**REQUIREMENTS:** Copy the part of the material below that begins with the line containing "target | red and white flag" and runs through the end of the material, keeping every line unchanged.

(Object position labeling entries)
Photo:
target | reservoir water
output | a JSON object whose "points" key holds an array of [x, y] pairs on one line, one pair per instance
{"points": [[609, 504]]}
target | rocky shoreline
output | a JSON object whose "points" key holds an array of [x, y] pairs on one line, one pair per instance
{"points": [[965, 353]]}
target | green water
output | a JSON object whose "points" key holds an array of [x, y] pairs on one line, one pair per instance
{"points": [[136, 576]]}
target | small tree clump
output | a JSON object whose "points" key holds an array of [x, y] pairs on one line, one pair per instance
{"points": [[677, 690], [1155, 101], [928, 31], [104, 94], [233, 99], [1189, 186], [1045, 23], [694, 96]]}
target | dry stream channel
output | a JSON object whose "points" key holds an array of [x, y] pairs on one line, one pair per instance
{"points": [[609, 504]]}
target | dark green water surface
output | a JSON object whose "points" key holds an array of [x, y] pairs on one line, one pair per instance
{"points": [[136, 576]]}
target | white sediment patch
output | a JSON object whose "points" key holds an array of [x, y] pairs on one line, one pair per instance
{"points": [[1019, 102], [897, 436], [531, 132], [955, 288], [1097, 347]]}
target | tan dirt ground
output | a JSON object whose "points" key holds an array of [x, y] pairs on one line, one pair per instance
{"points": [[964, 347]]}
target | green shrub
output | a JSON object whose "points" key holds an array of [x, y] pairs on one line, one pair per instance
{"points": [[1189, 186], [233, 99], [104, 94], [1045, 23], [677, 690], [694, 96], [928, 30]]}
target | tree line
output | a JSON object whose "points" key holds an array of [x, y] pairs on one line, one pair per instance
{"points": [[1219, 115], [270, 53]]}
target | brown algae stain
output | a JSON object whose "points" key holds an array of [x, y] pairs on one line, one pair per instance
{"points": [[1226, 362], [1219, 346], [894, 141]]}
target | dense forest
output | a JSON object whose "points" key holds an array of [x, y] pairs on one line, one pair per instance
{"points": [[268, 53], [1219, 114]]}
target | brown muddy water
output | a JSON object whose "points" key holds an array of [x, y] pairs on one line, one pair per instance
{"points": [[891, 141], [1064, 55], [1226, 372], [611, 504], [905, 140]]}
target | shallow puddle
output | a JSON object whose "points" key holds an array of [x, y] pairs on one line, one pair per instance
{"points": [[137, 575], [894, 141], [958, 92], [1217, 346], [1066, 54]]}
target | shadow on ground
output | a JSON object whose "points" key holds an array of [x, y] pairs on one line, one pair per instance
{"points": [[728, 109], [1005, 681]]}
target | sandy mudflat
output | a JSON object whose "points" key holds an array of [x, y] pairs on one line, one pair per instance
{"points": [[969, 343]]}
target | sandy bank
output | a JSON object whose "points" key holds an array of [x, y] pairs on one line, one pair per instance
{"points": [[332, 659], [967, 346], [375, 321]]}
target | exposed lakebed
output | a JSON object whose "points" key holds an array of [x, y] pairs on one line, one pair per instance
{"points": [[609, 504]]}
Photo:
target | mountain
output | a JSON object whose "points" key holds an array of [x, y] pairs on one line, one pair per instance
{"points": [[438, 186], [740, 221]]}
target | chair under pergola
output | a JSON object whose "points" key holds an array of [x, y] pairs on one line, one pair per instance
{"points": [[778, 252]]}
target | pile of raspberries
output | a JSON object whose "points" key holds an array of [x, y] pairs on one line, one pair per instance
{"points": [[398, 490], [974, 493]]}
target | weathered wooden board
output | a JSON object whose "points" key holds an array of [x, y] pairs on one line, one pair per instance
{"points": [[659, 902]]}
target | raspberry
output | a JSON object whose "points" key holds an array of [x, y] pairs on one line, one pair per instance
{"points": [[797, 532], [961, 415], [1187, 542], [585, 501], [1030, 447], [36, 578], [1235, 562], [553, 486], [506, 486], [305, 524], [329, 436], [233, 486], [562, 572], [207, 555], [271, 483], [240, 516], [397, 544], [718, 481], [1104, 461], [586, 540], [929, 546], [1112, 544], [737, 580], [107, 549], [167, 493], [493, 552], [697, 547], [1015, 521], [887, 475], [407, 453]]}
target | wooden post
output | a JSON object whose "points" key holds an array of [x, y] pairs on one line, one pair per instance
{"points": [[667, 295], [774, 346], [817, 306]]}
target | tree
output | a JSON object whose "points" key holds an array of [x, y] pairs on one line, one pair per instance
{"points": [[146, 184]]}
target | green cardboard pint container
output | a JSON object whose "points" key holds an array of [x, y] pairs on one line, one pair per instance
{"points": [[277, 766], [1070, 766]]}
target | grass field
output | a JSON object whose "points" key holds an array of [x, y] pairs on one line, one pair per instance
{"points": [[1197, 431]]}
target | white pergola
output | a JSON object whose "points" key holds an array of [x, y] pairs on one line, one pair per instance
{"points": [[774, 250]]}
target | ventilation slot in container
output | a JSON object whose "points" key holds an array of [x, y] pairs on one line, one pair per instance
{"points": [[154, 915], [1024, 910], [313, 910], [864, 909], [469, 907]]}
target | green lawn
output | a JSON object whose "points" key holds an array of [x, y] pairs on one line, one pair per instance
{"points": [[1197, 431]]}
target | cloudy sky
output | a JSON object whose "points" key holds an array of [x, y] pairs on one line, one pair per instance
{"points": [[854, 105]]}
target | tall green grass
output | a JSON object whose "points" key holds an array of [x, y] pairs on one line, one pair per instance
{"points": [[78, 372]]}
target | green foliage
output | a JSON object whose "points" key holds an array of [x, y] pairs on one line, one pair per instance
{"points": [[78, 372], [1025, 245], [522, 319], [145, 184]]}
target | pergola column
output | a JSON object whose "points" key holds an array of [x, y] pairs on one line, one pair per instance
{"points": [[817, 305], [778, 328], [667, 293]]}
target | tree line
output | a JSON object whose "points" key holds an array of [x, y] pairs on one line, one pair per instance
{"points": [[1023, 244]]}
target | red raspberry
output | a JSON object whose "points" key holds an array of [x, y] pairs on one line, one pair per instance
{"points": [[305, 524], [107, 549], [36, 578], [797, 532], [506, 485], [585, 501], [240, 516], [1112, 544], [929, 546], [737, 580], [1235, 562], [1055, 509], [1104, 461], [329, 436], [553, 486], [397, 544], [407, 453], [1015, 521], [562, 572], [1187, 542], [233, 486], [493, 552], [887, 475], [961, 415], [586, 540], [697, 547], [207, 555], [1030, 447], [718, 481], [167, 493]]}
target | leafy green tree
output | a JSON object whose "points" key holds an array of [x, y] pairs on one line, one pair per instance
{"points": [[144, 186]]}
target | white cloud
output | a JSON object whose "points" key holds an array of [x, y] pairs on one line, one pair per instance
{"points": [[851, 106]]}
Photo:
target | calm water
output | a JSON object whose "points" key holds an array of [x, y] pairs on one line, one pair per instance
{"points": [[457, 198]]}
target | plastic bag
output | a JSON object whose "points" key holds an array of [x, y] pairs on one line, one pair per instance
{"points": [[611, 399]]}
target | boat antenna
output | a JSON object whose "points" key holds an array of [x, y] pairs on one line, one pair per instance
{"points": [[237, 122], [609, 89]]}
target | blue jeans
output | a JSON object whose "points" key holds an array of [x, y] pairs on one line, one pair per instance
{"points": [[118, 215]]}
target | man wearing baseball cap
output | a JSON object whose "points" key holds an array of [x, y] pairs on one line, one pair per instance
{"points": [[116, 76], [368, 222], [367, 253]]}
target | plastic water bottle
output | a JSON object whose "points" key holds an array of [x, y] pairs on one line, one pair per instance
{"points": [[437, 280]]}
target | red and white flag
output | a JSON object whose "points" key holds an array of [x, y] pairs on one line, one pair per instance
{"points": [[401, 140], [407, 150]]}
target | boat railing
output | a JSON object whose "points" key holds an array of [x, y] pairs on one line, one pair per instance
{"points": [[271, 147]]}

**EXPECTED OUTPUT:**
target | red and white flag
output | a JSON object whose "points" key holds an array of [x, y] pairs on one line, one pair per instance
{"points": [[401, 140], [407, 150]]}
target | boat railing
output | a JSON object whose "points" key holds an array of [x, y] pairs on one line, one pair per instance
{"points": [[271, 147]]}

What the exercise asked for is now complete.